### What you are asked to do:
Gather all lines with "white" from the records.

### Given information

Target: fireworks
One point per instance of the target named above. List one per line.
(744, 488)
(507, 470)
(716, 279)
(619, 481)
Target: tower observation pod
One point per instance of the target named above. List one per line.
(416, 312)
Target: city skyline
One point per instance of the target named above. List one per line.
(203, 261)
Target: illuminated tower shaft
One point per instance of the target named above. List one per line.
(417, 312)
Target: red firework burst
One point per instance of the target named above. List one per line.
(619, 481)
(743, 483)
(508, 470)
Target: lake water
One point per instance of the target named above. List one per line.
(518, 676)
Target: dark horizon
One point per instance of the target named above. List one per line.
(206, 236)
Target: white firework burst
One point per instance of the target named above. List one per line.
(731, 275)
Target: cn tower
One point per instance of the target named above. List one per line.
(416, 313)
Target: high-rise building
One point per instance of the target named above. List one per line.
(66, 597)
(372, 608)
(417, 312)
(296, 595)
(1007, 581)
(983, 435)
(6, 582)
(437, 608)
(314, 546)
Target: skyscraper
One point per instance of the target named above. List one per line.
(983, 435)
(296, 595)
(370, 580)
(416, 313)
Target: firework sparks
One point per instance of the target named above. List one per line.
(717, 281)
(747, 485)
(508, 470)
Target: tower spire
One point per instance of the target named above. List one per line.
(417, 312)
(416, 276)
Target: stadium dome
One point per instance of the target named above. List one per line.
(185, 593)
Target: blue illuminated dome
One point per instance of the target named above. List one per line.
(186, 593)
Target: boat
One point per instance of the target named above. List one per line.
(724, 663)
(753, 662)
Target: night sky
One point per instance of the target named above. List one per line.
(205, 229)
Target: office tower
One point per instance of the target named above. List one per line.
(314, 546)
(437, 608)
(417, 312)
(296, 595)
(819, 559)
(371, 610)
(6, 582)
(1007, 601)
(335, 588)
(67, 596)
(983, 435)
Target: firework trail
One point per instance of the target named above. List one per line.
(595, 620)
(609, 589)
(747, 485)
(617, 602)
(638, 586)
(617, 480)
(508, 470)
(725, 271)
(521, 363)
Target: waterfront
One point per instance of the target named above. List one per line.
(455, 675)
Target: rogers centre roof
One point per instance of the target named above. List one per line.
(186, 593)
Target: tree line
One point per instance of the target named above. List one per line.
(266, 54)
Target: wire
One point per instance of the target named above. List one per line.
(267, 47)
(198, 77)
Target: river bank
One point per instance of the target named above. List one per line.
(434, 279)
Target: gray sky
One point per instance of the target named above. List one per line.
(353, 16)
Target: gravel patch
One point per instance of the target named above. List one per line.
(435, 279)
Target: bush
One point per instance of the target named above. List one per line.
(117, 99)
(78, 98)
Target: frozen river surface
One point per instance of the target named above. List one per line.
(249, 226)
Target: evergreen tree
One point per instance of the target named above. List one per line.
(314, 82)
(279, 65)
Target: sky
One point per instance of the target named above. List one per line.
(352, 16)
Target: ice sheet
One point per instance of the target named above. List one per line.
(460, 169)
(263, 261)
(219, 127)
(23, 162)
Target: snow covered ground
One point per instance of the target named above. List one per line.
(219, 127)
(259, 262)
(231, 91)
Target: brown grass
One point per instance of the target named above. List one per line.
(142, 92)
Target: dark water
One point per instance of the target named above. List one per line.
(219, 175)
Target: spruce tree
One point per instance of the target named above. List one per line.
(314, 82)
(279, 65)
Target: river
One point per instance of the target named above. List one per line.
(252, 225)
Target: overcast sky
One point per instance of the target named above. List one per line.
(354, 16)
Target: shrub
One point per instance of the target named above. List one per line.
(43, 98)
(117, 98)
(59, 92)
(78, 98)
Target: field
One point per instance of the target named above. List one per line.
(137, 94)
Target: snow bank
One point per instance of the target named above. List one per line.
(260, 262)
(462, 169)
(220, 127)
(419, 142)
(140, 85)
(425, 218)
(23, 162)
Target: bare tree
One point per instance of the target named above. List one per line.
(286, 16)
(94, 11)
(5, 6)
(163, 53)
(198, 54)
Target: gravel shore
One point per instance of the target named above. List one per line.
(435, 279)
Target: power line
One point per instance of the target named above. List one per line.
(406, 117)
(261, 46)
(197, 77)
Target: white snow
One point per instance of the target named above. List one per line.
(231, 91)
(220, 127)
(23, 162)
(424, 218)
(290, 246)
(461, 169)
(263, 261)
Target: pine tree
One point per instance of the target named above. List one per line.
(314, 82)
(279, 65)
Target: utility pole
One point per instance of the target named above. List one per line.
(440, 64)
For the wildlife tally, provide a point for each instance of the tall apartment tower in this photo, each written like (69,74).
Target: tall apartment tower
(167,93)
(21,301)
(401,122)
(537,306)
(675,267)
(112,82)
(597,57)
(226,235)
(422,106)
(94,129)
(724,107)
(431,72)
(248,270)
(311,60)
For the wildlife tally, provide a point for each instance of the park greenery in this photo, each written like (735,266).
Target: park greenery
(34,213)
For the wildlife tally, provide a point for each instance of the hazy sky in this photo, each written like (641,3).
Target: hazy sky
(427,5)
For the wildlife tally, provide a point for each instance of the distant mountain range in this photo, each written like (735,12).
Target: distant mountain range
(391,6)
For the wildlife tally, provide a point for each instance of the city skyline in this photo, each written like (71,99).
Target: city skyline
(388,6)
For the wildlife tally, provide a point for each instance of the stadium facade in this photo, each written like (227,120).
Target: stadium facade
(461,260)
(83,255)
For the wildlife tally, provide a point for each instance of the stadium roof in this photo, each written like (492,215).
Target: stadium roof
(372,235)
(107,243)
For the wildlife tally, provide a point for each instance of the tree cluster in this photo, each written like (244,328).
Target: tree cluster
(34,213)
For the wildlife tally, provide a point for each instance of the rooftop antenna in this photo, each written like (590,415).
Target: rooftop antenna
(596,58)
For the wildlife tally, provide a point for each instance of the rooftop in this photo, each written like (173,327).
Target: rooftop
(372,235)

######

### Answer to this exercise:
Target: white firework burst
Target: white snow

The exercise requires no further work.